A series of publications came out from the research in Roslin on cloning, led by Professor Wilmut, and, as usual for team research, all of these were multi-authored, with various first authors; these authorships required and had my approval as director.

None of the four signatories to the petition were members of the cloning team or of Professor Wilmut's research group: two were members of a completely different research group that was not recruited until 1999, well after the experiments that led to the cloning of Dolly and two years after the publication of the 1997 paper. The other two signatories were not research scientists and were in completely different areas of Roslin: one was a bioinformatician appointed well after the completion of the cloning project, and the other was the manager of the Roslin poultry farm. Therefore none of the four signatories' knowledge of the project, leading up to the cloning of Dolly, is first-hand or proximate.

Professor Grahame Bulfield

University of Edinburgh

MPs with second homes in London

Sir: John Hemming MP, who owns a house in Birmingham and two flats in London, thinks there is nothing wrong with paying an MP for living in a flat he owns (Letters, 12 February). Perhaps he should consider that the £23,000 of additional allowances MPs are pocketing is being paid for out of the taxes of people who cannot afford to own one house, let alone three.

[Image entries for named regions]
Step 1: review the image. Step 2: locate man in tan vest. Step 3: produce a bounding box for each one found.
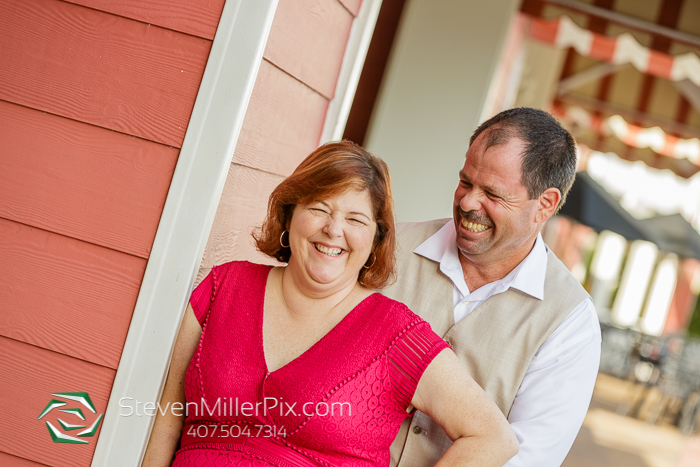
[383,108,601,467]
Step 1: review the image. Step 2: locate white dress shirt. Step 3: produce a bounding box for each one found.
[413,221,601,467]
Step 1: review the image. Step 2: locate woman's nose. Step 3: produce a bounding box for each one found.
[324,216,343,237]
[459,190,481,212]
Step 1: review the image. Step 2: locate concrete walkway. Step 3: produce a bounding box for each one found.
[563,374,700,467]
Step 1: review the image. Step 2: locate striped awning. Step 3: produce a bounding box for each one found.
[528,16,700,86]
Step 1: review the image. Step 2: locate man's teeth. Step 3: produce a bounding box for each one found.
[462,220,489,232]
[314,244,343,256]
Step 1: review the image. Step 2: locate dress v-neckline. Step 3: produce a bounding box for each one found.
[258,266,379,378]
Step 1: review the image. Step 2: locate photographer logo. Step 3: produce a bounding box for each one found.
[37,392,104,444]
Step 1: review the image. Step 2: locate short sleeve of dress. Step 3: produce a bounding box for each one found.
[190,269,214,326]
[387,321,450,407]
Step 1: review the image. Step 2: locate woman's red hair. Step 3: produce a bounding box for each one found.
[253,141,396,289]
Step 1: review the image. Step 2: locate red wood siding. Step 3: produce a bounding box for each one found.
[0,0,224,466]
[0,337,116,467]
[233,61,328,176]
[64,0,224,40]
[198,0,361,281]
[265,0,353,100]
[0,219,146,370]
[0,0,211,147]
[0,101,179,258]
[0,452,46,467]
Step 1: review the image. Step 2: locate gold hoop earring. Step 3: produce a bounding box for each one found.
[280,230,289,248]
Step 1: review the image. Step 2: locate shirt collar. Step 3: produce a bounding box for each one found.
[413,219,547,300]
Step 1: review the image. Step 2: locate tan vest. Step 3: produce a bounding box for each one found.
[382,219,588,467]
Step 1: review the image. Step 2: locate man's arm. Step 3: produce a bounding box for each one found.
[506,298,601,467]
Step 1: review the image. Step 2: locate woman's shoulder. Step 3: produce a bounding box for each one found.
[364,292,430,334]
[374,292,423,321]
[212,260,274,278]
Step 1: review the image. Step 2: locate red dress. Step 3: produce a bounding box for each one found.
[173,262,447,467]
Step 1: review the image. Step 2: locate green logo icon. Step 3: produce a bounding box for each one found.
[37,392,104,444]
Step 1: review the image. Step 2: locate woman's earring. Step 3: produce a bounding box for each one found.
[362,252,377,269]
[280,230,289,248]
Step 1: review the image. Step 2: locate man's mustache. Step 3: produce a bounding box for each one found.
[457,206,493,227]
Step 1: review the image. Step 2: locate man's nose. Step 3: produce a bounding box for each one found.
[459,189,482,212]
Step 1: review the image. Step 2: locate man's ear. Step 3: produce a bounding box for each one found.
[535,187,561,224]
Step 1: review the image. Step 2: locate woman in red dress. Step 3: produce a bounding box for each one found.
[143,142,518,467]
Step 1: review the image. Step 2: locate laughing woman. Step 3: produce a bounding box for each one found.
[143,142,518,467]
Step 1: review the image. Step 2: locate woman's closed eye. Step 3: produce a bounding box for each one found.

Aim 1
Could you set down the letters page word for word, starting at "MPs with second" and ending at "let alone three."?
Aim 2
What comes next on the letters page after its last sentence? Write that next part.

Task result 1
MPs with second homes in London

Sir: John Hemming MP, who owns a house in Birmingham and two flats in London, thinks there is nothing wrong with paying an MP for living in a flat he owns (Letters, 12 February). Perhaps he should consider that the £23,000 of additional allowances MPs are pocketing is being paid for out of the taxes of people who cannot afford to own one house, let alone three.

Task result 2
Anthea Beaumont

Highworth, Wiltshire

Sir: John Hemming's disingenuousness in pleading the case for Additional Costs Allowance for MPs left me speechless. To argue that those MPs who live away from London need an allowance to aid them with accommodation nearer their main place of work is undoubtedly correct.

However, Mr Hemming justifies receiving the allowance on the grounds that were he not living in his London flat during parliamentary sessions he would enjoy the financial benefit of renting it out. That is to contend that the public purse is there to be milked to enable him to maintain a standard of living he might have had were he not an MP – which is surely preposterous.

Fred Litten

Croydon, Surrey

Sir: I don't think John Hemming MP is doing himself any favours. If he already has a flat in London surely he could save the taxpayer money and not claim anything?

I work for a public sector organisation. When I am away overnight on business I am entitled to claim precisely £25 if I stay at a relative's or friend's house. If I was staying in my own house (because I happen to have two) I would not be able to claim anything.

Jo Kennedy

Todmorden, West Yorkshire

A conversation with Miles Kington

Sir: Some years ago, out walking my dogs in Bath, I came across another dog-walker, a tall, still glamorously handsome man whom I thought I recognised. Feeling rather bold, I asked, "Are you Miles Kington?"

He seemed genuinely taken aback and said, "Good God! How did you know that?"

I explained that I remembered watching him in the dim past, playing with Instant Sunshine, and we fell into conversation. He was as unassuming and approachable as all his friends and acquaintances have since attested.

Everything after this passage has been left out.